• [Entries provided]:
★ ★ ★ ★ ★ ★ ★

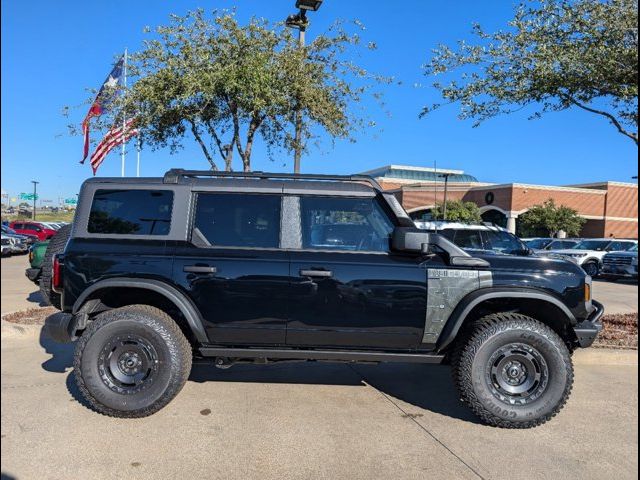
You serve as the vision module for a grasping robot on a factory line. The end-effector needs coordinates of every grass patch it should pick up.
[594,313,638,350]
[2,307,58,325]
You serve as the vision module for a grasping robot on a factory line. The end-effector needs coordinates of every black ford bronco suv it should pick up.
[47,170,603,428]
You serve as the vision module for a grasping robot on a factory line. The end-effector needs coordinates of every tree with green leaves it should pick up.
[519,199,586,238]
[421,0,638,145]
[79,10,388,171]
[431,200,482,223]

★ ★ ★ ★ ★ ★ ★

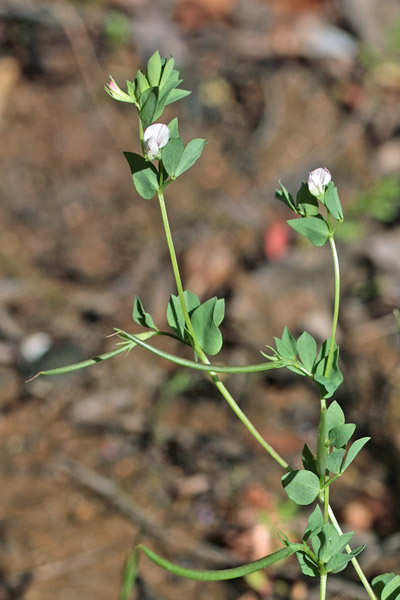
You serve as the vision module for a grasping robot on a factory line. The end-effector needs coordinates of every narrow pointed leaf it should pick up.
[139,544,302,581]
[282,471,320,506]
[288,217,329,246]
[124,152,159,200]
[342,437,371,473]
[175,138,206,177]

★ ★ ★ ★ ★ ★ ★

• [What you have to do]: Begin at the line that has "suv it should pick up." and stop after the line that has "[47,170,603,428]". Give those lines again with "black" changed to "silver" and nothing else altered.

• [Answer below]:
You serve as the vision module for a grasping robot on a factory line. The end-effector needs coordinates of every silver ford bronco suv it should pick up.
[47,170,603,428]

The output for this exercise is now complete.